Data supplied ▸
· · · ·

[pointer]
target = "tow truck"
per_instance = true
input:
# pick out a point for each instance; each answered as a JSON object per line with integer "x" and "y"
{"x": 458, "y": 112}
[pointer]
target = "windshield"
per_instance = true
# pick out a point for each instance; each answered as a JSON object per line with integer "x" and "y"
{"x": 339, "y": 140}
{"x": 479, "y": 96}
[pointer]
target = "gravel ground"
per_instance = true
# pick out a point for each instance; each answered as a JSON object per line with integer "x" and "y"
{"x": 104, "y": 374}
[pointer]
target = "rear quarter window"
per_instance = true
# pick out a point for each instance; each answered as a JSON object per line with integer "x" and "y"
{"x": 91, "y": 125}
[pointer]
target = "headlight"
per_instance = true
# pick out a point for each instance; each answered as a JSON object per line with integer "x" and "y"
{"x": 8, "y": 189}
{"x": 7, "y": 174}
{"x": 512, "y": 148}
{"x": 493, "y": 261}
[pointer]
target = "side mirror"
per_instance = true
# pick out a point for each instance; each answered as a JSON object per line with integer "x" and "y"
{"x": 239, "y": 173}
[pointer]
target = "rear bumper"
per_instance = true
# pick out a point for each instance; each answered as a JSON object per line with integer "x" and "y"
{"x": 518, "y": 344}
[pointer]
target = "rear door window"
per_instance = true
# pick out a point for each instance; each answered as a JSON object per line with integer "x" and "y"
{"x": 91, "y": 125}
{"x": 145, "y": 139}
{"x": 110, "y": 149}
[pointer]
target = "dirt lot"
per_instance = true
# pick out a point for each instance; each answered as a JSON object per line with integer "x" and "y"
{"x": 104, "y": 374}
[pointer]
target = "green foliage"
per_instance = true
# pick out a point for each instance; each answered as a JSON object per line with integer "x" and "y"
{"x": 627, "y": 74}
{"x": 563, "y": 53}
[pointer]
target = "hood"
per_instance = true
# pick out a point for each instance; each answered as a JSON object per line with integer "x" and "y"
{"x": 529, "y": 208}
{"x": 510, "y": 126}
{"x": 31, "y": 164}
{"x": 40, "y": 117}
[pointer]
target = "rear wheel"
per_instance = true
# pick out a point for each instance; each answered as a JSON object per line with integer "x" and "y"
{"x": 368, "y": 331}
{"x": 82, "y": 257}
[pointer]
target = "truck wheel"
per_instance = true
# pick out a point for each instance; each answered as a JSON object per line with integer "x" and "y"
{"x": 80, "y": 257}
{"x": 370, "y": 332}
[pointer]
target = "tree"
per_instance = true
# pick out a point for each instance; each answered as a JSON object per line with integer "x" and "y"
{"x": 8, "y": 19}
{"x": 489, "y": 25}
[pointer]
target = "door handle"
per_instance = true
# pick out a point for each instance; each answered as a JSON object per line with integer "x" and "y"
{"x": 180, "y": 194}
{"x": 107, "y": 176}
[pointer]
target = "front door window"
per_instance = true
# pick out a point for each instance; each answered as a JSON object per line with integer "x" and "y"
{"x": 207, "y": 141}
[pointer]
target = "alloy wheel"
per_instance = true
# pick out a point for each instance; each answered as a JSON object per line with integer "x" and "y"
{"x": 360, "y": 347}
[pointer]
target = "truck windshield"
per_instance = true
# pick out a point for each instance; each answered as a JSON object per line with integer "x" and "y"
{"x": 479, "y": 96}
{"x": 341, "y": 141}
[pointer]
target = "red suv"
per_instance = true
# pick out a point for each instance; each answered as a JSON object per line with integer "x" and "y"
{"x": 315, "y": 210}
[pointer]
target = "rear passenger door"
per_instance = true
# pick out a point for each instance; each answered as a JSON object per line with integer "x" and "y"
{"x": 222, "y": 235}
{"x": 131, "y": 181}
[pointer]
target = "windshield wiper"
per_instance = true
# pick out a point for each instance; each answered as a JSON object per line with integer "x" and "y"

· · · ·

Aim of the exercise ▸ Print every entry exactly as written.

The response ▸
[pointer]
target = "tow truck"
per_instance = true
input:
# pick out a point for each instance; each answered as a JSON object per line with integer "x" and "y"
{"x": 458, "y": 112}
[pointer]
target = "windshield"
per_instance = true
# pick out a point for each instance; each answered as a JSON object per line with integer "x" and "y"
{"x": 339, "y": 140}
{"x": 479, "y": 96}
[pointer]
target = "gravel ground"
per_instance = true
# pick out a point for each instance; each answered as a JSON object per line with integer "x" and "y"
{"x": 104, "y": 374}
[pointer]
target = "rear quarter window"
per_instance = true
# pick out a point for each instance; each answered as a JSON object per line with integer "x" and "y"
{"x": 91, "y": 125}
[pointer]
target = "headlight"
per_instance = true
# pick out a point for each instance; each answered as a JSON object per line with integer "x" and "y"
{"x": 8, "y": 189}
{"x": 7, "y": 174}
{"x": 512, "y": 148}
{"x": 493, "y": 261}
[pointer]
target = "side mirror"
per_instance = true
# pick out a point for each instance; each answered as a JSON object per line with integer "x" and "y"
{"x": 239, "y": 173}
[pointer]
target = "rear bumper"
per_instance = true
# pick out a point for each instance; each answered as a JSON object per line with integer "x" and "y"
{"x": 518, "y": 344}
[pointer]
target = "rear door window"
per_instance = true
# pick out a point for each instance; each answered as a JSON object per line with integer "x" and "y"
{"x": 91, "y": 125}
{"x": 145, "y": 139}
{"x": 110, "y": 149}
[pointer]
target = "dirt lot"
per_instance = true
# pick out a point for each instance; each answered as a JSON object per line with integer "x" and "y"
{"x": 104, "y": 374}
[pointer]
target = "green foliage"
per_instance = true
# pick out a point for each instance; each answered as a JSON object per line with integer "x" and "y"
{"x": 627, "y": 74}
{"x": 563, "y": 53}
[pointer]
target = "hood"
per_instance = true
# pick out a point for each instance; each answered as a JSON object per line with integer "x" and "y"
{"x": 529, "y": 208}
{"x": 510, "y": 126}
{"x": 31, "y": 164}
{"x": 40, "y": 117}
[pointer]
target = "rear wheel"
per_instance = true
# pick out a point for each instance; each answered as a JSON object per line with integer "x" and "y"
{"x": 368, "y": 331}
{"x": 82, "y": 257}
[pointer]
target = "truck wheel"
per_instance = true
# pick out a point for each instance; each answered as a JSON object per line with integer "x" and "y"
{"x": 80, "y": 257}
{"x": 370, "y": 332}
[pointer]
target = "tree"
per_instance = true
# pick out a point for each instance; each answered as a JSON object per line with integer "x" and "y"
{"x": 8, "y": 19}
{"x": 489, "y": 25}
[pointer]
target = "door handle"
per_instance = true
# pick out a point for each instance; each answered as a JSON object per line with integer "x" and "y"
{"x": 180, "y": 194}
{"x": 107, "y": 176}
[pointer]
target = "front door window"
per_instance = true
# pick out a point for each instance; each answered as a JSON object per line with integer "x" and "y"
{"x": 207, "y": 141}
[pointer]
target = "alloy wheel"
per_instance = true
# pick out a point for each instance; each answered as a JSON object per line with integer "x" and "y"
{"x": 360, "y": 347}
[pointer]
target = "truck windshield"
per_instance = true
# pick out a point for each instance; each answered as a JSON object per line with integer "x" and "y"
{"x": 479, "y": 96}
{"x": 341, "y": 141}
[pointer]
target = "red suv"
per_instance = true
# pick out a point for each instance; each answered as a JSON object per line with integer "x" and "y"
{"x": 315, "y": 210}
[pointer]
target = "rear passenger door"
per_instance = true
# pick out a point for each instance; each answered as a JSON object per line with integer "x" and "y"
{"x": 222, "y": 235}
{"x": 131, "y": 181}
[pointer]
target = "windshield wiper"
per_instance = true
# pick out a point for each instance; each answered as a JSON object per line with integer "x" and "y"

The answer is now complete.